> Extract to read
Schmenglish X

Sometimes I have to repeat stuff. Nobody listens to me (cep you guys).

I wish I could remember what I was reading yesterday morning. It was an interview with a military officer or university official or something…blah, I can’t recall. Anyway, I was reading through his comments, and stopped dead when I read, “And all the sudden…”

After that, I lost interest. Does that make me a bad person? I honestly don’t think I suffer from elitism here. I just mourn the death of our national grammatical conscience is all. Doesn’t anyone care anymore? Does no one care that horrible grammar makes one sound stupid? *sNiFfLE*

Then I had a thought (sometimes I do that). There are movements and causes everywhere. We are a nation of causes. Save the Whales. Save the Donkeys. Save the Butterflies. Save Route 66 (yay!).  Save the Old Jail downtown. Save the Outer Mongolian Tree Spider. TWITTER, fuh cripesake (aka Save the Random, Inconsequential Thoughts).

Well then, how about:

I mean, really. What defines a nation *first*? Its language; its primary form of communication. I know of no other language that is so routinely and indiscriminately mangled. Yes, yes, we’re a melting pot — a tossed salad — e pluribus unum, blah, blah. No excuse, sorry. Especially for native speakers. And I’m not talking about slang, or accents and regional idiosyncrasies (for instance, in Milwaukee, where I went to elementary and middle school, a water fountain was called a “bubbler”). Those are fine, and in many cases, interesting and fun.

RtB fiends know what I mean. I won’t go into it at 5:58 a.m. But listen. If we’re going to champion this cause (notice I’ve dragged you all into this), we need a way better slogan. I love the “Bad Grammar Destroys Nations” thing — but I can’t steal someone else’s gray matter.

> Information provided
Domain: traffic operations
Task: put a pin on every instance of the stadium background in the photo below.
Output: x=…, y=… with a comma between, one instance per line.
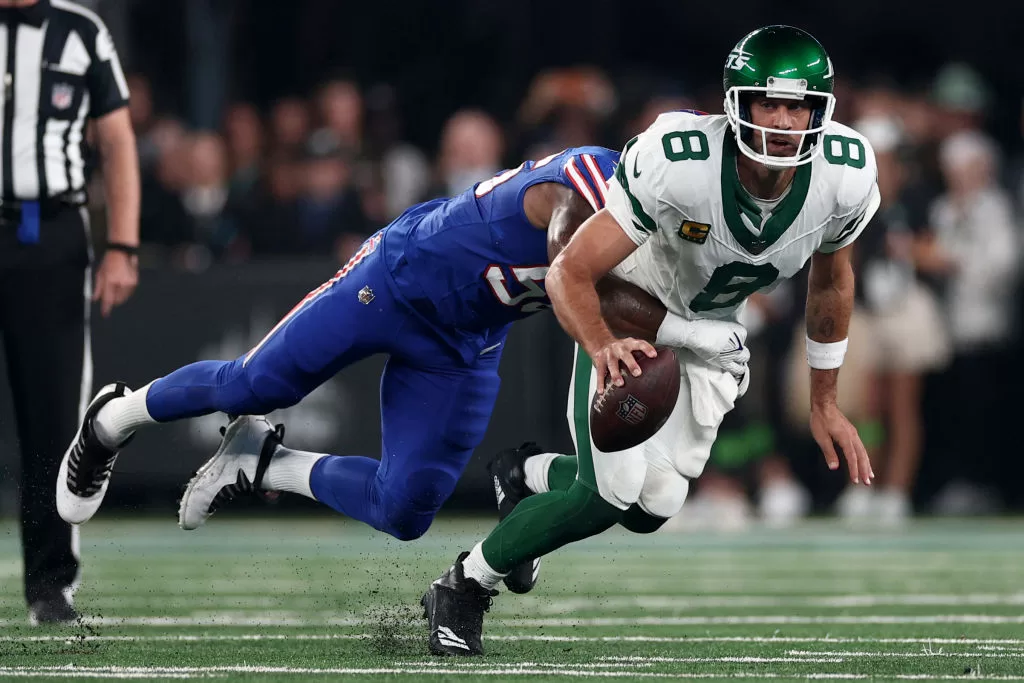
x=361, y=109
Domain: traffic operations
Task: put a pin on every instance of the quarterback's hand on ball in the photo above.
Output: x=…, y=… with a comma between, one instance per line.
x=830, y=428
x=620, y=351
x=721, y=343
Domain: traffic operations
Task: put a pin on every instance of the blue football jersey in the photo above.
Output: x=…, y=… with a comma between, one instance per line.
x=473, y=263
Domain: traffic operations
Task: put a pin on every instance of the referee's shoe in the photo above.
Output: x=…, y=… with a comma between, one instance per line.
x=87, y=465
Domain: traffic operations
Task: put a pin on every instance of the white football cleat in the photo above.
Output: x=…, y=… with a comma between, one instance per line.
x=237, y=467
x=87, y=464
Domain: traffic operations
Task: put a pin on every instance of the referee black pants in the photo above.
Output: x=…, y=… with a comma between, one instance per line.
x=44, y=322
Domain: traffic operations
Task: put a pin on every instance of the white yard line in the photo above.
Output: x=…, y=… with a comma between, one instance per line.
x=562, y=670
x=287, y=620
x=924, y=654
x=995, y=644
==
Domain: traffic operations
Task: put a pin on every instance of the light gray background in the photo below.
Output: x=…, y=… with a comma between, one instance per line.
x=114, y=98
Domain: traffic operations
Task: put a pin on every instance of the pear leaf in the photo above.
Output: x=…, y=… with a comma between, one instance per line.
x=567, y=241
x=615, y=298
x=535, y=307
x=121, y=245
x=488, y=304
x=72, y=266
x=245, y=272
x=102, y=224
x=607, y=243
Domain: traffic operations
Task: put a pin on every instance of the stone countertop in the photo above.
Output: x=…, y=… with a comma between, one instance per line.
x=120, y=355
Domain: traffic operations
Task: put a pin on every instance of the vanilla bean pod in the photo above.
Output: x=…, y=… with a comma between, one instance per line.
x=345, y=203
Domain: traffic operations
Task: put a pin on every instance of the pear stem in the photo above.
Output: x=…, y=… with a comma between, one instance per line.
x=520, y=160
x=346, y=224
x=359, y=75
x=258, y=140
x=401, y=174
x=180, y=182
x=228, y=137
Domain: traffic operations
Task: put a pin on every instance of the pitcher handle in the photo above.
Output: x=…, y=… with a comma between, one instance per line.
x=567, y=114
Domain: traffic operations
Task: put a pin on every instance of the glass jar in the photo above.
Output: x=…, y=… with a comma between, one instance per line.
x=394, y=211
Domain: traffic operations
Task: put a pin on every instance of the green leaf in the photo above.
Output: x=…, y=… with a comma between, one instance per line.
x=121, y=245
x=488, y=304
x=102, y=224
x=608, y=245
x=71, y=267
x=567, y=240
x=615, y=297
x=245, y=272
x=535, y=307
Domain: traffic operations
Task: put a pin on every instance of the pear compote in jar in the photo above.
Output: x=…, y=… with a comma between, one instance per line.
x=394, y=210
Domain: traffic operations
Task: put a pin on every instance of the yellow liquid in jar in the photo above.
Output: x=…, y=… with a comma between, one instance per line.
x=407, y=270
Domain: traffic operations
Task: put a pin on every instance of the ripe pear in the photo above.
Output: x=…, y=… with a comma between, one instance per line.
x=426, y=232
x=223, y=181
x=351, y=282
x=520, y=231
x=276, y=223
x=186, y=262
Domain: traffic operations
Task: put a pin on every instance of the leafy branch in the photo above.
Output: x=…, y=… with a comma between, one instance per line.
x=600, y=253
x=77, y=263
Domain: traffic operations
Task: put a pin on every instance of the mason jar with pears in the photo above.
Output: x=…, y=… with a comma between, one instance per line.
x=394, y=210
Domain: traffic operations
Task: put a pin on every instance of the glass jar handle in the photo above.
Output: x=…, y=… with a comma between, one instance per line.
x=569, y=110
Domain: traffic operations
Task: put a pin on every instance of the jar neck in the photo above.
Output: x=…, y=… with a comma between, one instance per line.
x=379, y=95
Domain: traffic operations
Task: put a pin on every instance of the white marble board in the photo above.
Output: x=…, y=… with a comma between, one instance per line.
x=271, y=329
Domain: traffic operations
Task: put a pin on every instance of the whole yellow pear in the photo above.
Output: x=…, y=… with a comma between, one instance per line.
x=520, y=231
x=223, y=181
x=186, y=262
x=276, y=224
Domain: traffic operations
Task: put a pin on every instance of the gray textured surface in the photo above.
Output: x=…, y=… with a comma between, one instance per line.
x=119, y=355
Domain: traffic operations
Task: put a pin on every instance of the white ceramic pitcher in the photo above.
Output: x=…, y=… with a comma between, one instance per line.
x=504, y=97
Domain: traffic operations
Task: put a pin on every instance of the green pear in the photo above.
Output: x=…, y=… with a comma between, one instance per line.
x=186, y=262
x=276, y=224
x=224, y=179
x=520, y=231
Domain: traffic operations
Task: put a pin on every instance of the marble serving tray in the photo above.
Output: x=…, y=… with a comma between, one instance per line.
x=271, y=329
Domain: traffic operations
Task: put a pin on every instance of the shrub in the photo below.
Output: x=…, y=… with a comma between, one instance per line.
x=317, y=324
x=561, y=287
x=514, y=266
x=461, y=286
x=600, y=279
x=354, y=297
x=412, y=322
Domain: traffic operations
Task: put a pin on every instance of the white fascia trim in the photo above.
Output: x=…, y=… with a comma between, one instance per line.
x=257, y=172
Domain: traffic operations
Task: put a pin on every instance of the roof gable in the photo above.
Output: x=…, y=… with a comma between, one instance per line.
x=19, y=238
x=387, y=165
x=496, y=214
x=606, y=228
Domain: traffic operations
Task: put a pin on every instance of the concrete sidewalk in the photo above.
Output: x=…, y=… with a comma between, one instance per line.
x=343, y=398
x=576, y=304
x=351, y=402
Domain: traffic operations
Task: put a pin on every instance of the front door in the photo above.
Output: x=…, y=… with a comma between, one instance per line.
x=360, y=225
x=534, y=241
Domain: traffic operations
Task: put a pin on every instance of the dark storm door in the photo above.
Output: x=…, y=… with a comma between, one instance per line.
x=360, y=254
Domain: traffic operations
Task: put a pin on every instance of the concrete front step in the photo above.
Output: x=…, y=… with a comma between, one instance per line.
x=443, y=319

> Exercise goal
Answer these about the post on bad grammar:
(a) What words in the interview made the writer stop reading with interest?
(b) Which cause on the list of "Save" movements gets a "yay!" from the writer?
(c) What was a water fountain called in Milwaukee?

> Response for this exercise
(a) "And all the sudden…"
(b) Save Route 66.
(c) A "bubbler."